--- BEGIN ---
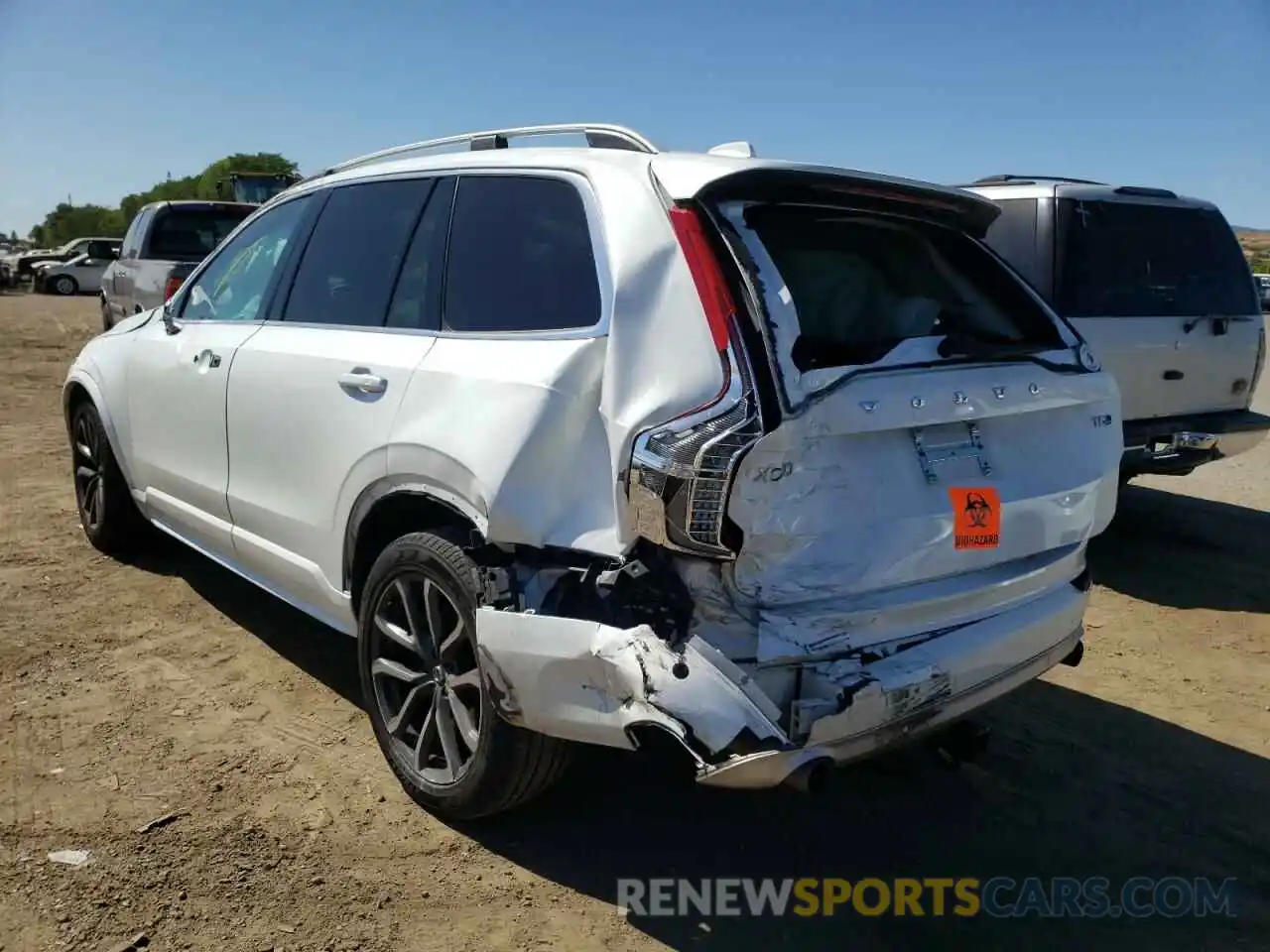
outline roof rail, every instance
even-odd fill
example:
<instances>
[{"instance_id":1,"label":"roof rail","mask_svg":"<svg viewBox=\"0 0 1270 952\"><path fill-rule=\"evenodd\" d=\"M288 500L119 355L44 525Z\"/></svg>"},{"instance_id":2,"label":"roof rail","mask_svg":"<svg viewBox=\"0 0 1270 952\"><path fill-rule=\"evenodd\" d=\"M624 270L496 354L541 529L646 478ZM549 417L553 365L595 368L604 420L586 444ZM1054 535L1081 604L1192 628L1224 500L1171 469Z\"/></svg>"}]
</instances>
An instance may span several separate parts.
--- END ---
▶ [EXERCISE GOAL]:
Rewrite every line of the data above as a Markdown table with the columns "Index" and "Content", numbering the rows and skipping any blank lines. Leave the pictures out of the table.

▶ [COMPLETE ANSWER]:
| Index | Content |
|---|---|
| 1 | outline roof rail, every instance |
| 2 | even-odd fill |
| 3 | example: |
| 4 | <instances> |
| 5 | [{"instance_id":1,"label":"roof rail","mask_svg":"<svg viewBox=\"0 0 1270 952\"><path fill-rule=\"evenodd\" d=\"M288 500L119 355L44 525Z\"/></svg>"},{"instance_id":2,"label":"roof rail","mask_svg":"<svg viewBox=\"0 0 1270 952\"><path fill-rule=\"evenodd\" d=\"M624 270L496 354L541 529L646 478ZM549 417L553 365L595 368L604 420L586 444ZM1054 535L1081 604L1192 628L1224 500L1171 469Z\"/></svg>"}] |
| 6 | </instances> |
| 7 | An instance may span several separate parts. |